→ Challenge
Give every post title that appears in the market blog excerpt.

→ Document segment
- - -

Beware the Green Shoots

I find the current level of optimism in the market a little worrying. Everywhere I turn, I find yet another article making the case that those economic "green shoots" are real, shooting up real fast and ready to blossom into a jungle of prosperity. Not to mention CNBC, which I don't remember having seen this wildly bullish in, like, eons (this might partly be explained by the fact that yesterday was the first time in months I actually watched CNBC). 

All this to say that reading Paul Krugman's not-overly-bearish but soberly pragmatic New York Time's column was such a refreshing experience for me this morning. 

He reminds us that: 

"History shows that one of the great policy dangers, in the face of a severe economic slump, is premature optimism. F.D.R. responded to signs of recovery by cutting the Works Progress Administration in half and raising taxes; the Great Depression promptly returned in full force. Japan slackened its efforts halfway through its lost decade, ensuring another five years of stagnation."

And cautions us against the "real risk that all the talk of green shoots and glimmers will breed a dangerous complacency."

April 11, 2009

Fears of 1934




This is a Chicago Tribune cartoon from 1934 (hat tip Alex Spiroglou). 
The fears then were that the US was spending itself to ruin, dictatorship, socialism and catastrophe while vainly trying to save its economy. Doesn't it sound vaguely familiar?

April 10, 2009

Gold: The Moment of Truth



Technically speaking, I should have titled this post GLD: The Moment of Truth. Even though GLD is a good proxy for gold, I can think of quite a few scenarios (not all of them conspiracy theories) whereby GLD and gold stop being perfectly correlated. But for the sake of argument and acknowledging that GLD's stated goal is to mimic the price of gold, let's assume GLD and gold are indeed perfectly correlated and let's do the technical analysis based on GLD.

First the bad news. As we can see in the first chart, the GLD weekly (click to enlarge), the gold ETF might have completed a double-top below 100. Not only that but it has broken its 20-week simple moving average and both the 14-week RSI and the slow stochastic indicator are unequivocally pointing down. That's for the technicals.

- - -

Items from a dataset
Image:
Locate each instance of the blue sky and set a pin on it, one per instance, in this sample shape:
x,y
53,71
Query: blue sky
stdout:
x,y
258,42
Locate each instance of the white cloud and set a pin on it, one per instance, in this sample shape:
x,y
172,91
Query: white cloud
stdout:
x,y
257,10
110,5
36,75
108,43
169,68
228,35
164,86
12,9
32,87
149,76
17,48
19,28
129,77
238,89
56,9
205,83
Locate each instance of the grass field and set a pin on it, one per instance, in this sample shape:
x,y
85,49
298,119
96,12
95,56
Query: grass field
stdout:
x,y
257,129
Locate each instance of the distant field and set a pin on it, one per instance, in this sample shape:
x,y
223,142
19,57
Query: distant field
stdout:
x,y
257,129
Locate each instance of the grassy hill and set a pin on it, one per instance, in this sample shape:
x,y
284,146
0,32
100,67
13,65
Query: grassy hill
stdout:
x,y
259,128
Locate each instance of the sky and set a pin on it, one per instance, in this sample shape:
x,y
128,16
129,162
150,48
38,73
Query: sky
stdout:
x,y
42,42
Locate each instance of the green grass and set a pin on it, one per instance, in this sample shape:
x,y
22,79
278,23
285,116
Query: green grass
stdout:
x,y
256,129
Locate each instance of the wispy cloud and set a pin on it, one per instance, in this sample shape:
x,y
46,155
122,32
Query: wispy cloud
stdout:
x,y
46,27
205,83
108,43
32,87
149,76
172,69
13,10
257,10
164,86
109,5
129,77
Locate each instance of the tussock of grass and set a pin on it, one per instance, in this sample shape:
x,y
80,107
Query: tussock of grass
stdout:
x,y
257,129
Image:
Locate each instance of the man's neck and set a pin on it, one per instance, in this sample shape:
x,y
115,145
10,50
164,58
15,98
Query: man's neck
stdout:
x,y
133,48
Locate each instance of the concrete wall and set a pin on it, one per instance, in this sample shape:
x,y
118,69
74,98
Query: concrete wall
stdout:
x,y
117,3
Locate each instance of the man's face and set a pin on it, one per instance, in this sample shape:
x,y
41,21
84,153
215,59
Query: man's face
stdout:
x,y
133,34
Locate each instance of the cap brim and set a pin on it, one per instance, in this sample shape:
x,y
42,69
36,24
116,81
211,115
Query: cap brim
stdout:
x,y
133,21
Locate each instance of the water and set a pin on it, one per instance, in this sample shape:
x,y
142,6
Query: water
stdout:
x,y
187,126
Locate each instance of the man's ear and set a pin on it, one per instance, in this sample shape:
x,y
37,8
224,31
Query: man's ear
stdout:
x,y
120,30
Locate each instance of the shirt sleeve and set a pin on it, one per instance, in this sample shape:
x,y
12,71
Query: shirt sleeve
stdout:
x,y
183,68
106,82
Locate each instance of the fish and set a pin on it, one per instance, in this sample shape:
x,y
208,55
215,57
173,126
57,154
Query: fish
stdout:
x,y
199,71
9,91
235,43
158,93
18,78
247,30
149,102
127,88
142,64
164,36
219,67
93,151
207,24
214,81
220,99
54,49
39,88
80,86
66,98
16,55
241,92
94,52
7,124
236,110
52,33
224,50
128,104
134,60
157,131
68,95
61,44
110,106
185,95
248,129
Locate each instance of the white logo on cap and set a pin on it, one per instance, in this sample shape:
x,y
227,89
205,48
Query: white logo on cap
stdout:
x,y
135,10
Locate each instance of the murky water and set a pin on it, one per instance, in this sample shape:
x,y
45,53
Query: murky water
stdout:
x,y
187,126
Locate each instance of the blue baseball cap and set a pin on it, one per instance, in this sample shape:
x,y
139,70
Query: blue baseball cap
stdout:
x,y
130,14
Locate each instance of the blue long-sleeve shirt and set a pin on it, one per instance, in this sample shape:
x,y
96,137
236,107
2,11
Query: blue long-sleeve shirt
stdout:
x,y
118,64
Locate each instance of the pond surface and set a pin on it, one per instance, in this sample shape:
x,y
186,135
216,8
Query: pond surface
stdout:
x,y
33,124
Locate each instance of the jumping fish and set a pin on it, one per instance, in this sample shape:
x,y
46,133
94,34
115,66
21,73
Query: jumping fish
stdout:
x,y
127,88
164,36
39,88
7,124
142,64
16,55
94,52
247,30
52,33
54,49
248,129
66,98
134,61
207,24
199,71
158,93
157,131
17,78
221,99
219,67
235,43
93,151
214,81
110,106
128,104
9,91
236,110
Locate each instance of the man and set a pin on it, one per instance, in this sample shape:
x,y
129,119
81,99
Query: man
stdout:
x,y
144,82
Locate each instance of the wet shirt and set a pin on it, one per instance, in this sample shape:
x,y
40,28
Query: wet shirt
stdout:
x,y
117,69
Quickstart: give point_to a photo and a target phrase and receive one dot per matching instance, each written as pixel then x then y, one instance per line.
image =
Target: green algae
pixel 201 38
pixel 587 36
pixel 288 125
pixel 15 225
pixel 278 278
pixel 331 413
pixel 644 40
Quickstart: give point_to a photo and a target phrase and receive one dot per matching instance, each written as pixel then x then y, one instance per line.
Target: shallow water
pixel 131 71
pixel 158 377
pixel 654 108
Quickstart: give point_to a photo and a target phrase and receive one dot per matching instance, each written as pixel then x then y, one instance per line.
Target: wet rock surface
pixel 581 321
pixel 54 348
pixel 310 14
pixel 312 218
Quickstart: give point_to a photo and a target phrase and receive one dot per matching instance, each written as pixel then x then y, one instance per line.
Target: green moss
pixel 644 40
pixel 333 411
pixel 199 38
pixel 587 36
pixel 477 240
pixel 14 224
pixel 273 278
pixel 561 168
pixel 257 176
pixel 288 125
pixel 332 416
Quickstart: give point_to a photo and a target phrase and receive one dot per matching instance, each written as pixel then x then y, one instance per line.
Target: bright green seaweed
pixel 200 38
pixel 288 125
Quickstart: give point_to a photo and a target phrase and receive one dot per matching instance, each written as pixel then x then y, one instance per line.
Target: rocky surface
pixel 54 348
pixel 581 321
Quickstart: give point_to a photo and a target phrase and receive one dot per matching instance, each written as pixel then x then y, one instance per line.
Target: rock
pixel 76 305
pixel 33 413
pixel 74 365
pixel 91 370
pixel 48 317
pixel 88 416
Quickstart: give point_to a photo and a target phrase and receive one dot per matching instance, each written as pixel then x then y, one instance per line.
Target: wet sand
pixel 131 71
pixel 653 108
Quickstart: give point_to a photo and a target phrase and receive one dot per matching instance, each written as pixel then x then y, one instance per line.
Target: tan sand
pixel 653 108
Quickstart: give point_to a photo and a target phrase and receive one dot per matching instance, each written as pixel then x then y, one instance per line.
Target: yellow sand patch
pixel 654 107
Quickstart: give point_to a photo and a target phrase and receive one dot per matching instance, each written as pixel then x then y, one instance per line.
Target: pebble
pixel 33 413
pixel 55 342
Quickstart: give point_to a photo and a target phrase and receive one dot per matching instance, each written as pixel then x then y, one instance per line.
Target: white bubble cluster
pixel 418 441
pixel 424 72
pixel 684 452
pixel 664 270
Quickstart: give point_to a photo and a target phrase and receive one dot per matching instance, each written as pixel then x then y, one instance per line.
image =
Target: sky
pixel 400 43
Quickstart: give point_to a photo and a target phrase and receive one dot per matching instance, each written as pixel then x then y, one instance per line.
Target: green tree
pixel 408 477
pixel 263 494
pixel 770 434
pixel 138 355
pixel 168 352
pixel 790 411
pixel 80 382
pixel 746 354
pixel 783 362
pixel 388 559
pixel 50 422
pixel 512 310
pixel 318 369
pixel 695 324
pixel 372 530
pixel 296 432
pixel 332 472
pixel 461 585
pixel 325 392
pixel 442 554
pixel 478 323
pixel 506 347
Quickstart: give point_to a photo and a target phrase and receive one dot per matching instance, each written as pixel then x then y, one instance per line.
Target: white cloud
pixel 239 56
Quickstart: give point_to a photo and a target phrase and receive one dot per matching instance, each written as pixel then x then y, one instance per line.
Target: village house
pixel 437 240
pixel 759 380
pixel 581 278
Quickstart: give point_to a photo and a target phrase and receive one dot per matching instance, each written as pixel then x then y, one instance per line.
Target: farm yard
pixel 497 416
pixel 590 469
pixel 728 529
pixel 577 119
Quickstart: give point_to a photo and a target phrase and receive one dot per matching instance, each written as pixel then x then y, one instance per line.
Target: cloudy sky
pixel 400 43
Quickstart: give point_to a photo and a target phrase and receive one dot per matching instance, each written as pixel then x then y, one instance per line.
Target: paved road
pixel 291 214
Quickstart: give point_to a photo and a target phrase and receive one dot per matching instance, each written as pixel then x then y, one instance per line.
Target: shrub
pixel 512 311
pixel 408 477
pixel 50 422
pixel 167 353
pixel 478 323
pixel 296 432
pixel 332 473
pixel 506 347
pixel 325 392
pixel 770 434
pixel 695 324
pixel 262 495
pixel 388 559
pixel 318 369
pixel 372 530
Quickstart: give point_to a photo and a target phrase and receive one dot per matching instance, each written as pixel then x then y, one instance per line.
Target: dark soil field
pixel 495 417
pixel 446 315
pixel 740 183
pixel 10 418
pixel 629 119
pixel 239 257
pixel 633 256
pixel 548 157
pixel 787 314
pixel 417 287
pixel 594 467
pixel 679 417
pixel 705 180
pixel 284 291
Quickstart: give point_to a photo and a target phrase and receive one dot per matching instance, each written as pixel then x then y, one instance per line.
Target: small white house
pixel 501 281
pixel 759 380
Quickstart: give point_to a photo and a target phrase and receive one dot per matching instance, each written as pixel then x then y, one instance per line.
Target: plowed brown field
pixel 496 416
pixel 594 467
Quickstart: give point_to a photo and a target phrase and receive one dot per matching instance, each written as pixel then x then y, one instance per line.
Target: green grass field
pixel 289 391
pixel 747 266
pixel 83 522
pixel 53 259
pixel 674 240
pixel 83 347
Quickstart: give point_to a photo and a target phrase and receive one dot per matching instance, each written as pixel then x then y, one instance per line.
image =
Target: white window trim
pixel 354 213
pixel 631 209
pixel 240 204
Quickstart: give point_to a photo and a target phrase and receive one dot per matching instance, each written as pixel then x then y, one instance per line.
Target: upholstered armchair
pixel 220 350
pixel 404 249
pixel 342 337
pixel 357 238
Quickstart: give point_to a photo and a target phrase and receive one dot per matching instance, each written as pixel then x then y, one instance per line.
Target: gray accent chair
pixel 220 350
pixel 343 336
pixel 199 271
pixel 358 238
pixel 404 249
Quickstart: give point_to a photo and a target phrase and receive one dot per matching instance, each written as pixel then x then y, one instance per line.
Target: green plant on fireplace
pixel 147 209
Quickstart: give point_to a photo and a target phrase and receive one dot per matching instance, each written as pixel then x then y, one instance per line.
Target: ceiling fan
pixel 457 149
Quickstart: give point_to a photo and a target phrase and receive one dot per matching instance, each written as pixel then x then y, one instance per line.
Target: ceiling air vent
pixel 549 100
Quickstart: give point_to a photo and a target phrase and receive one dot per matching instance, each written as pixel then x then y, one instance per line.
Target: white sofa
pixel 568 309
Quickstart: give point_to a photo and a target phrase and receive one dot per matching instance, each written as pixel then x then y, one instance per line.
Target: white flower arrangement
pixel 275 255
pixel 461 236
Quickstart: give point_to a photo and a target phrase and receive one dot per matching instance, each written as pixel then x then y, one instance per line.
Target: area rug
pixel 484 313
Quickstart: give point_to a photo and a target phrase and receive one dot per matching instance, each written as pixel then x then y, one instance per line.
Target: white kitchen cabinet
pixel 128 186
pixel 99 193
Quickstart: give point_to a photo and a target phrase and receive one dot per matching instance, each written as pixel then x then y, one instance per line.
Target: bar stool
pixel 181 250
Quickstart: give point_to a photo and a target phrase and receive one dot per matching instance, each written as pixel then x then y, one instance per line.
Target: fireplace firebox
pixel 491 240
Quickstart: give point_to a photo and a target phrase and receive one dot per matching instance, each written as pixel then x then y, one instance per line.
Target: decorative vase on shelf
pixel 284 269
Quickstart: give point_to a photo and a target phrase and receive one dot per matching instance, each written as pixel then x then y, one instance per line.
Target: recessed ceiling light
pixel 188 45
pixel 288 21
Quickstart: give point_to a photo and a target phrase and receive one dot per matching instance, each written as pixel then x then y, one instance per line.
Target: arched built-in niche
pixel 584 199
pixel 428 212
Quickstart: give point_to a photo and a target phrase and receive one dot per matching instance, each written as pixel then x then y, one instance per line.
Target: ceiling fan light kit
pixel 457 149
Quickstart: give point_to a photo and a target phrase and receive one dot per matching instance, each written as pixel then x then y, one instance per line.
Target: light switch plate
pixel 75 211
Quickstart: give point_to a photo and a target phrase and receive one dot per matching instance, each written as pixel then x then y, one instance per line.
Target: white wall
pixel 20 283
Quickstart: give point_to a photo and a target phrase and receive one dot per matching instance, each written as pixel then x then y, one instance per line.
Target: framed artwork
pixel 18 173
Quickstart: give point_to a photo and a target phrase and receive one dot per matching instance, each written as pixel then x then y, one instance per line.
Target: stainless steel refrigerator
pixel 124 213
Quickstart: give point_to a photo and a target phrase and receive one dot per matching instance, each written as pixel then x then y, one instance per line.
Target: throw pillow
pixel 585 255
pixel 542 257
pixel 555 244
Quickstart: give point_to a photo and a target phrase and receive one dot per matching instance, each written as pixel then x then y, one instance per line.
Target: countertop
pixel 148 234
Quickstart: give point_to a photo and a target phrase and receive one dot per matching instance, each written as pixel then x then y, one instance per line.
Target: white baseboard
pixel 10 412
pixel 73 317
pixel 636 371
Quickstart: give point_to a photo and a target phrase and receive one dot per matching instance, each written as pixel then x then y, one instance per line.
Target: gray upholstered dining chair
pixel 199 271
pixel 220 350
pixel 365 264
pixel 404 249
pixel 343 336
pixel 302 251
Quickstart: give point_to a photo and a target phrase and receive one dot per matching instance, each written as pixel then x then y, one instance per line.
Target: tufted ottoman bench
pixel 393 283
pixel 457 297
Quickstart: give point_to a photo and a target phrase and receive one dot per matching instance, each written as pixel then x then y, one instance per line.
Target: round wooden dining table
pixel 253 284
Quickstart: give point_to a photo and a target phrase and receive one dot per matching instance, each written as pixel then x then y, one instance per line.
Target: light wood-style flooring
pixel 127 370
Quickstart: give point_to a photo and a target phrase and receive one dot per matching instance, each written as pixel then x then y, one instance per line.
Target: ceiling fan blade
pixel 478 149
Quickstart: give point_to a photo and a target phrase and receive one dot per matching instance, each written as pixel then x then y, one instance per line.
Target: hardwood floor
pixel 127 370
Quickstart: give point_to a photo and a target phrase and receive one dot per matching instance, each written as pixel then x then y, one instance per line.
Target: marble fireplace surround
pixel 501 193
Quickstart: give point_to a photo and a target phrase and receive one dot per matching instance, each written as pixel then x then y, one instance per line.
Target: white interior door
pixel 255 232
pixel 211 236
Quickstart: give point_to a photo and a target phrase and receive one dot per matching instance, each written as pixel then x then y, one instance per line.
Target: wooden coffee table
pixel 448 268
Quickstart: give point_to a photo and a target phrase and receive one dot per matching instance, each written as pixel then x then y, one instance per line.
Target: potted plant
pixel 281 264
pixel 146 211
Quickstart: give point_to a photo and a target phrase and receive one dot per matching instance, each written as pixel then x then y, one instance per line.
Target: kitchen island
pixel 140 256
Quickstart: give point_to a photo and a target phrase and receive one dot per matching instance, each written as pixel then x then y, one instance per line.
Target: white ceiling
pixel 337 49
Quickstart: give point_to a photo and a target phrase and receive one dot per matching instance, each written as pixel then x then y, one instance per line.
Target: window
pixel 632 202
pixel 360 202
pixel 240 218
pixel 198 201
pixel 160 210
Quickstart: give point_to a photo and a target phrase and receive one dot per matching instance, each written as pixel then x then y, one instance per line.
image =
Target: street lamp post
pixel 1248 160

- - -

→ Final result
Beware the Green Shoots
Fears of 1934
Gold: The Moment of Truth